**Quoted passage**
○ ○ ○ ○
That should be many times faster.
0
 
LVL 46

Expert Comment

by:aikimark
ID: 13820258
EddieShipman,

So you were able to batch the inserts by using the .Post method for 5000 records and only applying your cached data using the .ApplyUpdates method?  Correct me if I'm misinterpreting your code.

I assume this acts like transactions in other database environments.  This certainly reduces the number of 'internal commits' by a factor of 5000 and may affect the ClientDataset memory management behavior/decisions.

That's GREAT!  I'm certainly glad you found your original code.
0
 

Author Comment

by:dcfroehlich
ID: 13822507
EddieShipman:

Yes, converting the raw data csv file to an XML document, then using the TClientDataSet.LoadFromFile procedure to read the XML file works, but it takes several seconds and seems an odd way to go about populating the data table in a reasonable amount of time.  Your solution is better.  I will try it, after I study your code and figure it out.  Will post a reply to let you know how it goes.  Thanks for your help.
0
 
LVL 26

Expert Comment

by:EddieShipman
ID: 13824071
Yes, it works that way with ClientDatasets. It keeps an internal memory buffer and it doesn't
get applied until ApplyUpdates is called.

0
 
LVL 3

Expert Comment

by:JDuncan
ID: 13827139
Have you tried taking out the application.processmessages , this will slow things down quite a bit.
0
 
LVL 26

Expert Comment

by:EddieShipman
ID: 13827323
IT has to be in there for the progessbar unless he uses threads.
0
 
LVL 46

Expert Comment

by:aikimark
ID: 13827469
JDuncan,

Without the processmessages, how will the progress indicator get updated?
○ ○ ○ ○
**Requests**
1) In the ClientDataset forum thread, when does a ClientDataset apply the changes held in its internal memory buffer?
2) Return the part of the ClientDataset forum thread from "by:dcfroehlich" to "for your help.".
3) Supply the next part of the ClientDataset forum thread, starting after its final post.
○ ○ ○ ○
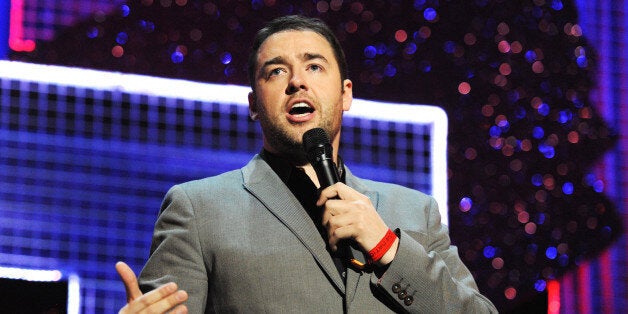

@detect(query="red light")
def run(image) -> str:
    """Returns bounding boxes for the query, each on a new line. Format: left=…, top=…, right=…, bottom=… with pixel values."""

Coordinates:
left=9, top=0, right=35, bottom=51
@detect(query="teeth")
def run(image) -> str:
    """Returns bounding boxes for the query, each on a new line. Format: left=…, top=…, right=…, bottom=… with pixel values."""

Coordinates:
left=290, top=102, right=314, bottom=115
left=292, top=102, right=310, bottom=109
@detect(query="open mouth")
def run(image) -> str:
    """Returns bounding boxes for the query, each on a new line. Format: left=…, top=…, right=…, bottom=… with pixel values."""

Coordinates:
left=288, top=102, right=314, bottom=116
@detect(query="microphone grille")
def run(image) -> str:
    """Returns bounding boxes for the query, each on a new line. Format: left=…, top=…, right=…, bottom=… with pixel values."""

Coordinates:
left=303, top=128, right=332, bottom=162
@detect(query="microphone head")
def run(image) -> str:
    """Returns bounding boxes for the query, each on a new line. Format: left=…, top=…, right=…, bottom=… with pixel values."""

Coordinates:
left=303, top=128, right=333, bottom=164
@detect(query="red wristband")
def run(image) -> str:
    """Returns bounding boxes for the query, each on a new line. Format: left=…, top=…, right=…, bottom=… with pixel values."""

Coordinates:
left=369, top=229, right=397, bottom=263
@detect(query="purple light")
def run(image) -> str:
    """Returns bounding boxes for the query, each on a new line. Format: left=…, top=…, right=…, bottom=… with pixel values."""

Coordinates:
left=384, top=63, right=397, bottom=77
left=364, top=46, right=377, bottom=59
left=458, top=197, right=473, bottom=213
left=551, top=0, right=563, bottom=11
left=170, top=51, right=184, bottom=63
left=537, top=103, right=550, bottom=116
left=539, top=144, right=556, bottom=159
left=526, top=50, right=536, bottom=63
left=532, top=126, right=545, bottom=139
left=483, top=245, right=497, bottom=258
left=558, top=110, right=573, bottom=124
left=404, top=43, right=416, bottom=55
left=120, top=4, right=131, bottom=17
left=116, top=32, right=129, bottom=45
left=220, top=52, right=232, bottom=65
left=443, top=40, right=456, bottom=53
left=87, top=26, right=99, bottom=39
left=423, top=8, right=438, bottom=21
left=531, top=173, right=543, bottom=186
left=563, top=182, right=573, bottom=195
left=488, top=125, right=502, bottom=137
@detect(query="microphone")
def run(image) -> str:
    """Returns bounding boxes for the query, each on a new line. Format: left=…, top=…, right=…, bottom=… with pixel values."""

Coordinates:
left=303, top=128, right=367, bottom=269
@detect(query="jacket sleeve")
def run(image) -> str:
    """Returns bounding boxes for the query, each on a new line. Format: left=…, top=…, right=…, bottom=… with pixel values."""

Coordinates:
left=371, top=198, right=497, bottom=313
left=138, top=186, right=208, bottom=313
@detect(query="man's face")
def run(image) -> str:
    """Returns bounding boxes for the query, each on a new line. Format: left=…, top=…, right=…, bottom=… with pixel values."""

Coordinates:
left=249, top=31, right=353, bottom=163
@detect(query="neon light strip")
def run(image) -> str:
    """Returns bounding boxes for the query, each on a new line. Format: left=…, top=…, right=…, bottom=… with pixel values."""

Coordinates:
left=68, top=274, right=81, bottom=314
left=0, top=267, right=63, bottom=281
left=9, top=0, right=35, bottom=51
left=547, top=280, right=560, bottom=314
left=0, top=61, right=449, bottom=225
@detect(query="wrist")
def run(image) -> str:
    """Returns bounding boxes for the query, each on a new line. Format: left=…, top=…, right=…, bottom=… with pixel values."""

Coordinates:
left=368, top=229, right=399, bottom=266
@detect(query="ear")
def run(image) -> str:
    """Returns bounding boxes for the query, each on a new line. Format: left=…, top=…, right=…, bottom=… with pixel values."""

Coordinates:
left=249, top=91, right=258, bottom=121
left=342, top=79, right=353, bottom=111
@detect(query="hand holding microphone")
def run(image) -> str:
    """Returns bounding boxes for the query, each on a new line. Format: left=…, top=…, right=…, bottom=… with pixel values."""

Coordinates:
left=303, top=128, right=398, bottom=269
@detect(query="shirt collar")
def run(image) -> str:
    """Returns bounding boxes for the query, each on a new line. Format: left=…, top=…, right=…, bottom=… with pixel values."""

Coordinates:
left=260, top=148, right=346, bottom=184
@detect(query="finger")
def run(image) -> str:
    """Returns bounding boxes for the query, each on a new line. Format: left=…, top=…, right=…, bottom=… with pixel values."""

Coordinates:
left=116, top=262, right=142, bottom=302
left=316, top=183, right=338, bottom=206
left=129, top=282, right=188, bottom=313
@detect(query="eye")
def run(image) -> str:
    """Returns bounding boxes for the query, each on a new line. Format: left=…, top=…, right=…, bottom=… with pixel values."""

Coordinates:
left=268, top=68, right=284, bottom=77
left=308, top=64, right=323, bottom=72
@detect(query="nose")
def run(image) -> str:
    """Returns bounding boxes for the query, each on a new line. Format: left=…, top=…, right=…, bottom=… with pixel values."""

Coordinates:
left=286, top=72, right=307, bottom=95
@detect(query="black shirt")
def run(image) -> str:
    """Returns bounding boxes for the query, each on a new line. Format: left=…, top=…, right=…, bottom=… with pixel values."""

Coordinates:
left=260, top=150, right=346, bottom=279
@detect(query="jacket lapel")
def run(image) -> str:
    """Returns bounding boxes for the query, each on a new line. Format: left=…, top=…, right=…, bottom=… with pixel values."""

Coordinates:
left=242, top=155, right=345, bottom=293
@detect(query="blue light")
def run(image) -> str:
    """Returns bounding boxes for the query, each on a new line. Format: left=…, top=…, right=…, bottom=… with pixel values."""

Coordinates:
left=532, top=126, right=545, bottom=139
left=364, top=46, right=377, bottom=59
left=220, top=52, right=232, bottom=65
left=170, top=51, right=184, bottom=63
left=116, top=32, right=129, bottom=45
left=483, top=245, right=497, bottom=258
left=423, top=8, right=438, bottom=21
left=563, top=182, right=573, bottom=195
left=120, top=4, right=131, bottom=17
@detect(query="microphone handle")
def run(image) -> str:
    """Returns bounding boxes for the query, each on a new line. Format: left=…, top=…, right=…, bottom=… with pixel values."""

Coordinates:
left=313, top=158, right=368, bottom=269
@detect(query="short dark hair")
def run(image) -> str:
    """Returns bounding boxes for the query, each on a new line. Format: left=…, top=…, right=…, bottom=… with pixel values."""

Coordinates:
left=248, top=15, right=348, bottom=90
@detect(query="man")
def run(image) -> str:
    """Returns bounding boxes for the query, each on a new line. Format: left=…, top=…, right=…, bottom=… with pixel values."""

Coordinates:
left=116, top=16, right=496, bottom=313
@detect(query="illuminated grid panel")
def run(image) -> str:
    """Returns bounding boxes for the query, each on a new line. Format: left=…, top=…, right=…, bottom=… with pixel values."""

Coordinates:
left=0, top=62, right=446, bottom=313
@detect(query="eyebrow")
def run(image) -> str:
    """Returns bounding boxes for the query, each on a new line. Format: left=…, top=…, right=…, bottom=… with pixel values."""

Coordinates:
left=260, top=52, right=329, bottom=73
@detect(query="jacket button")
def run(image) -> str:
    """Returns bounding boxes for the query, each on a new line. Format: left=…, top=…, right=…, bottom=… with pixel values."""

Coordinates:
left=403, top=295, right=414, bottom=306
left=392, top=283, right=401, bottom=293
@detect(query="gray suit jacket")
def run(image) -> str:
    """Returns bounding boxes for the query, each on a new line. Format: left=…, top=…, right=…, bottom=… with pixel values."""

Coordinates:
left=139, top=156, right=496, bottom=313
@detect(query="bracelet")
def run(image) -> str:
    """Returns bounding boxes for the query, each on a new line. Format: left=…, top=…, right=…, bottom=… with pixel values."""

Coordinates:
left=369, top=229, right=397, bottom=263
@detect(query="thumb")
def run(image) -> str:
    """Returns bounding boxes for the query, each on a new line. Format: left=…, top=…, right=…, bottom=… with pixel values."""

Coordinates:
left=116, top=262, right=142, bottom=303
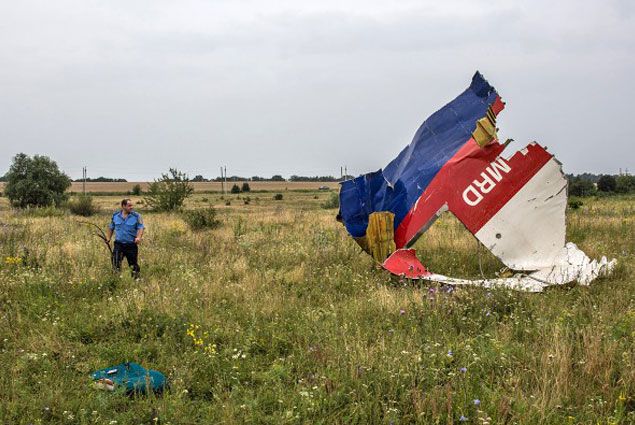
○ ○ ○ ○
**Responses to the exercise**
1) The changes are applied only when ApplyUpdates is called.

2)
by:dcfroehlich
ID: 13822507
EddieShipman:

Yes, converting the raw data csv file to an XML document, then using the TClientDataSet.LoadFromFile procedure to read the XML file works, but it takes several seconds and seems an odd way to go about populating the data table in a reasonable amount of time.  Your solution is better.  I will try it, after I study your code and figure it out.  Will post a reply to let you know how it goes.  Thanks for your help.

3)
You are correct to include other factors that can/will slow this process:
* keyboard and mouse activity in this application
* form/control repainting because of other application form painting
* ignoring Windows messages from another application
* processing Windows messages as a result of changes to controls in this application (in this case a progress indicator)

=============================
So I guess we should follow some of these guidelines when running a (potentially) lengthy process within our applications:
* indicate to the user that the application is busy (hourglass mousepointer?)
* indicate to the user that the application will not respond to keyboard/mouse (display a "BUSY" message and disable the form?)
* ignore all external messages (don't process messages unless absolutely necessary
* show the user some progress (perhaps in a different, modal, form)
0
 

Author Comment

by:dcfroehlich
ID: 13829117
JDuncan:

The call to Application.ProcessMessages is needed to check for the ESC key being pressed.  Because appending the records to the ClientDataSet bogs down to a snails pace after 20 to 30 thousand records are processed, a way was needed to end data input nicely.  With or without the call to Application.ProcessMessages, the code as I have written it is not usable, more than one-half hour is needed to append several hundred thousand records from the linked list.  However, as noted in previous comments, importing the data from an existing cds binary file or from an XML document file is very fast.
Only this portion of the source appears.